▶ Task objective: Which lines in the items below contain the word "castle"? Collect each one and copy it out in full.

▶ Records shown:
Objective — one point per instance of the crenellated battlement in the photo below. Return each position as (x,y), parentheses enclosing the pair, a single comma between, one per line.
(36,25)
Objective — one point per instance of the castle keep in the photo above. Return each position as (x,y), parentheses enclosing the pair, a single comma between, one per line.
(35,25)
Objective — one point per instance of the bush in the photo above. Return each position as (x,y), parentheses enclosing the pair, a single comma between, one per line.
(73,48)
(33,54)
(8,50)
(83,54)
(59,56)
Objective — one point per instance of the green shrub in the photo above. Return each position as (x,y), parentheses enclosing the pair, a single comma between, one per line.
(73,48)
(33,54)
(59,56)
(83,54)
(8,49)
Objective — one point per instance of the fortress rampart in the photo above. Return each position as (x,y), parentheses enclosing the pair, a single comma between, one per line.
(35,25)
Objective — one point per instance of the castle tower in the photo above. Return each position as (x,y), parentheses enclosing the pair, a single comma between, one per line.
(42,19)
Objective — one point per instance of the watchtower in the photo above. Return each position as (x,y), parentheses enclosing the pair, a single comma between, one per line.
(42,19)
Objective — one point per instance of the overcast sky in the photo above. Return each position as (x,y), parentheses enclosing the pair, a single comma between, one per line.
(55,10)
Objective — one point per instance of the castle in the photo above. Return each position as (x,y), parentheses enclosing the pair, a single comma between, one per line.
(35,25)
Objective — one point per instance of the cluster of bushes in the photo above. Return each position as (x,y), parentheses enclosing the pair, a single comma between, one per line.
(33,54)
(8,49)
...
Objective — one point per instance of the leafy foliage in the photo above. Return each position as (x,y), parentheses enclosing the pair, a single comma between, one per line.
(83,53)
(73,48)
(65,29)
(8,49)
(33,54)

▶ Worked solution:
Objective — one point per instance of the castle keep in the photo above. Return each position as (x,y), parentheses enclosing the pair, a single comma between, one per line.
Objective — one point per instance of the castle tower in the photo above. Return each position as (x,y), parentheses enclosing the pair, a single comma between, one per line.
Objective — one point per instance of the castle in the photo above. Return each position as (x,y), parentheses enclosing the pair, a single comma between, one per line.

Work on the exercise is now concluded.